TASK GOAL
Restate the data word for word and leave the images out.

***** DATA TO USE *****

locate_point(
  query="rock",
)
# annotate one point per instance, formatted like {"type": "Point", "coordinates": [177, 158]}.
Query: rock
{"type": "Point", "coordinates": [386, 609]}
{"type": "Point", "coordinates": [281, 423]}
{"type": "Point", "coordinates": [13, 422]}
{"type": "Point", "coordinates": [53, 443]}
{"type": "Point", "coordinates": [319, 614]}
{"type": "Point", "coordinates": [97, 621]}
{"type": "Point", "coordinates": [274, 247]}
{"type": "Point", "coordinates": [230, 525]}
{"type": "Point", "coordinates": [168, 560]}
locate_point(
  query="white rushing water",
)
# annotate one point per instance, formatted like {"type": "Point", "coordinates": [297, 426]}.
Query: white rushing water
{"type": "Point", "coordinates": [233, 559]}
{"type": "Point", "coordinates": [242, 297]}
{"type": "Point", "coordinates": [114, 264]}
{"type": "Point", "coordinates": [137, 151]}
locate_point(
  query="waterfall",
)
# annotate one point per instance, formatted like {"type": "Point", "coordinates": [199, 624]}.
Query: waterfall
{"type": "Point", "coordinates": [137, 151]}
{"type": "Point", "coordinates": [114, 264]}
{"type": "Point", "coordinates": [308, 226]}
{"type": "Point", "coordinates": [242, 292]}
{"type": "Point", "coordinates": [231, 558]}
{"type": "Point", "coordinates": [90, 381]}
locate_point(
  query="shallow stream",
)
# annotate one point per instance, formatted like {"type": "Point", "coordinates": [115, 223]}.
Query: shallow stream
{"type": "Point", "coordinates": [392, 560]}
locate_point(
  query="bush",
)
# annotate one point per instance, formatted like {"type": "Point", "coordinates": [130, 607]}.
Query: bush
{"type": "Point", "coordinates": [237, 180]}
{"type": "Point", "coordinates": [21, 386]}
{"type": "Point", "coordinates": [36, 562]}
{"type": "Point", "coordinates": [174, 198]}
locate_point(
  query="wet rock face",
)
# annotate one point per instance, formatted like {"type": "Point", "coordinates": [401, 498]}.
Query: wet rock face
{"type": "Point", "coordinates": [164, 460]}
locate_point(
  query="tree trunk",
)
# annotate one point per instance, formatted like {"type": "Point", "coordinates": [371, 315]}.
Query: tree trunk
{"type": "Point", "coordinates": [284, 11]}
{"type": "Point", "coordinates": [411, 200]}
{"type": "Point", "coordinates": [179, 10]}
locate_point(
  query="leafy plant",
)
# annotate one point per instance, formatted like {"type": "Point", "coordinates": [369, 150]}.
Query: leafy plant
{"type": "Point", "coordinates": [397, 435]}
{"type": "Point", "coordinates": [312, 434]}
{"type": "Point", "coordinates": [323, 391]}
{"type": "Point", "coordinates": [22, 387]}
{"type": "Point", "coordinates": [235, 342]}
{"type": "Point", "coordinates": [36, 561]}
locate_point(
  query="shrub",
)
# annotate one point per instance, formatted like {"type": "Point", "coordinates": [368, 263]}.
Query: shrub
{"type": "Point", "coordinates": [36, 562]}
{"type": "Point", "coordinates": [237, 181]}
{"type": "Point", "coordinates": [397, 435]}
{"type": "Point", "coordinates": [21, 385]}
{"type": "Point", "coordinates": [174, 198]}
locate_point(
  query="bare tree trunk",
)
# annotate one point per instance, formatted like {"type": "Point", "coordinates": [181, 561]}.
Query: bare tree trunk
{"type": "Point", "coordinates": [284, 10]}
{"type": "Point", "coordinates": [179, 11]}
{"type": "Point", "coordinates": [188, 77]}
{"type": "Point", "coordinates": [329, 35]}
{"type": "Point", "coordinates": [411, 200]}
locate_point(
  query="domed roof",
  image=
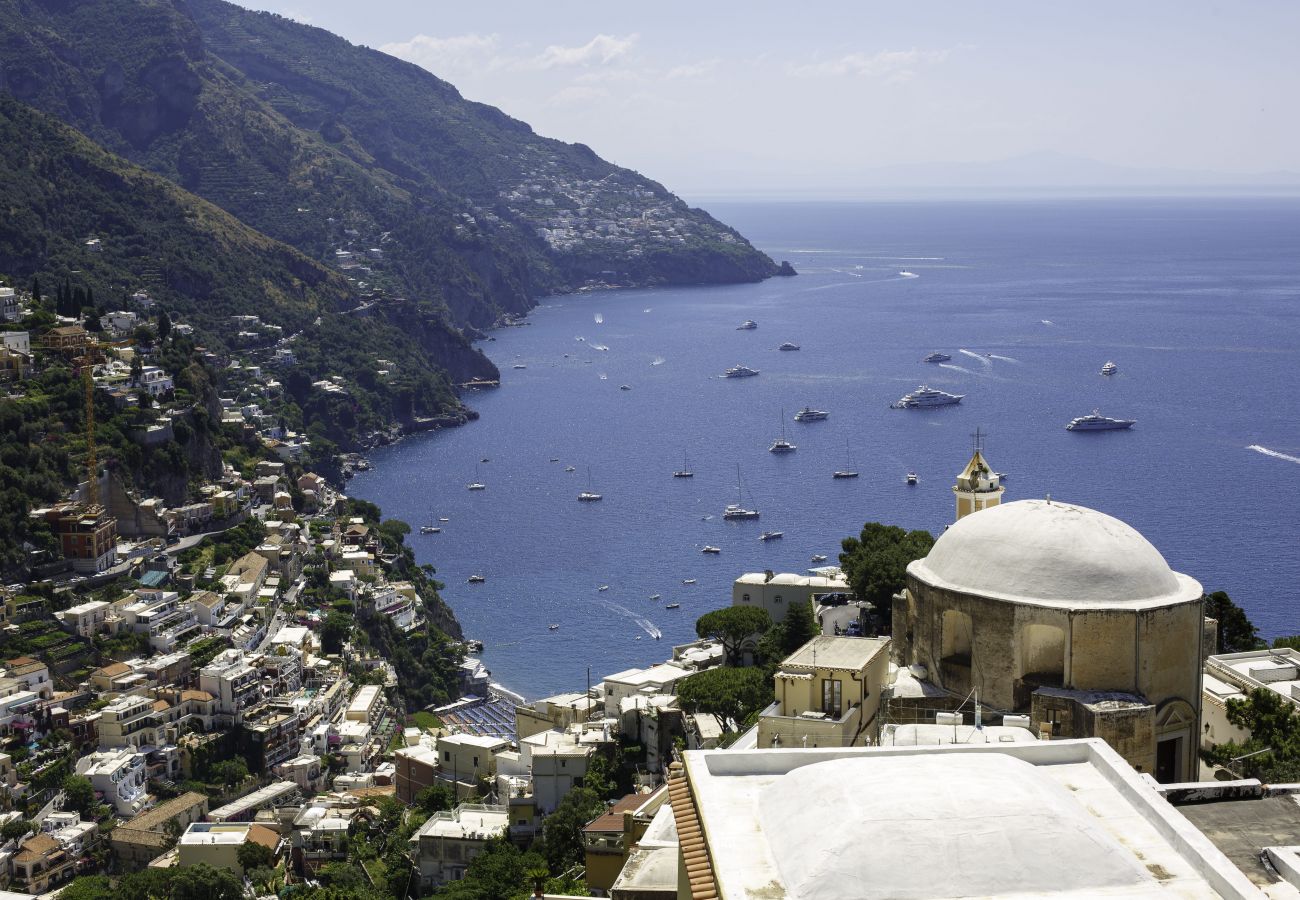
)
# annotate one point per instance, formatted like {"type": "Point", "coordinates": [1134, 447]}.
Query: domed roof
{"type": "Point", "coordinates": [1052, 553]}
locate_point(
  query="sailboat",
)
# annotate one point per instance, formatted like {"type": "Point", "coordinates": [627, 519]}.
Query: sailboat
{"type": "Point", "coordinates": [736, 510]}
{"type": "Point", "coordinates": [685, 470]}
{"type": "Point", "coordinates": [848, 471]}
{"type": "Point", "coordinates": [588, 496]}
{"type": "Point", "coordinates": [476, 484]}
{"type": "Point", "coordinates": [781, 445]}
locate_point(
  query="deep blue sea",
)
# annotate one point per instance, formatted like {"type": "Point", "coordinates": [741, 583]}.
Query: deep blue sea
{"type": "Point", "coordinates": [1196, 301]}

*****

RESULT FOR THIS EXERCISE
locate_point(
  query="rock",
)
# annotate one point per instance, formatted like {"type": "Point", "coordinates": [177, 158]}.
Query: rock
{"type": "Point", "coordinates": [386, 609]}
{"type": "Point", "coordinates": [281, 423]}
{"type": "Point", "coordinates": [13, 422]}
{"type": "Point", "coordinates": [53, 443]}
{"type": "Point", "coordinates": [319, 614]}
{"type": "Point", "coordinates": [97, 621]}
{"type": "Point", "coordinates": [274, 247]}
{"type": "Point", "coordinates": [230, 525]}
{"type": "Point", "coordinates": [168, 560]}
locate_point(
  query="white rushing water",
)
# annotate one point per instance, formatted like {"type": "Point", "coordinates": [297, 426]}.
Query: white rushing water
{"type": "Point", "coordinates": [233, 559]}
{"type": "Point", "coordinates": [242, 297]}
{"type": "Point", "coordinates": [114, 264]}
{"type": "Point", "coordinates": [137, 151]}
locate_point(
  query="waterfall",
)
# annotate one point per instance, formatted like {"type": "Point", "coordinates": [199, 624]}.
Query: waterfall
{"type": "Point", "coordinates": [137, 151]}
{"type": "Point", "coordinates": [114, 264]}
{"type": "Point", "coordinates": [308, 226]}
{"type": "Point", "coordinates": [242, 292]}
{"type": "Point", "coordinates": [231, 558]}
{"type": "Point", "coordinates": [90, 381]}
locate_point(
  query="shallow stream",
)
# annotate one point per instance, formatted like {"type": "Point", "coordinates": [115, 223]}.
Query: shallow stream
{"type": "Point", "coordinates": [392, 560]}
locate_point(
  query="bush",
)
# annotate one point per instance, formatted like {"type": "Point", "coordinates": [130, 607]}.
Query: bush
{"type": "Point", "coordinates": [237, 180]}
{"type": "Point", "coordinates": [21, 386]}
{"type": "Point", "coordinates": [36, 562]}
{"type": "Point", "coordinates": [174, 198]}
locate_point(
  query="wet rock face",
)
# annotate one point per instance, formatted like {"type": "Point", "coordinates": [401, 498]}.
Query: wet rock face
{"type": "Point", "coordinates": [164, 460]}
locate_point(
  query="tree trunk",
)
# annotate one point per instance, formatted like {"type": "Point", "coordinates": [371, 315]}.
Query: tree trunk
{"type": "Point", "coordinates": [284, 11]}
{"type": "Point", "coordinates": [411, 200]}
{"type": "Point", "coordinates": [179, 10]}
locate_point(
  query="leafy plant",
)
# annotate one point per instance, formatted like {"type": "Point", "coordinates": [369, 150]}.
Query: leafy plant
{"type": "Point", "coordinates": [397, 435]}
{"type": "Point", "coordinates": [312, 434]}
{"type": "Point", "coordinates": [323, 391]}
{"type": "Point", "coordinates": [22, 387]}
{"type": "Point", "coordinates": [235, 342]}
{"type": "Point", "coordinates": [36, 561]}
locate_point(
  query="shrub",
)
# annotate one point per instance, formatted like {"type": "Point", "coordinates": [368, 263]}.
Query: shrub
{"type": "Point", "coordinates": [36, 562]}
{"type": "Point", "coordinates": [237, 181]}
{"type": "Point", "coordinates": [397, 435]}
{"type": "Point", "coordinates": [21, 385]}
{"type": "Point", "coordinates": [174, 198]}
locate_point(
  query="bare tree trunk",
)
# annotate one point per instance, formatted like {"type": "Point", "coordinates": [181, 561]}.
Query: bare tree trunk
{"type": "Point", "coordinates": [284, 10]}
{"type": "Point", "coordinates": [179, 11]}
{"type": "Point", "coordinates": [188, 77]}
{"type": "Point", "coordinates": [329, 35]}
{"type": "Point", "coordinates": [411, 200]}
locate_point(
  query="domed roof",
  image=
)
# annotate one point per instance, formatted like {"type": "Point", "coordinates": [1134, 447]}.
Query: domed roof
{"type": "Point", "coordinates": [1052, 553]}
locate_point(
  query="sailboat",
)
# annotate one point per instance, formatted like {"type": "Point", "coordinates": [627, 519]}.
Query: sailboat
{"type": "Point", "coordinates": [736, 510]}
{"type": "Point", "coordinates": [685, 470]}
{"type": "Point", "coordinates": [848, 471]}
{"type": "Point", "coordinates": [588, 496]}
{"type": "Point", "coordinates": [476, 484]}
{"type": "Point", "coordinates": [781, 445]}
locate_point(
  query="deep blue sea",
)
# annotate one point per instance, formatted like {"type": "Point", "coordinates": [741, 583]}.
Query: deep blue sea
{"type": "Point", "coordinates": [1196, 301]}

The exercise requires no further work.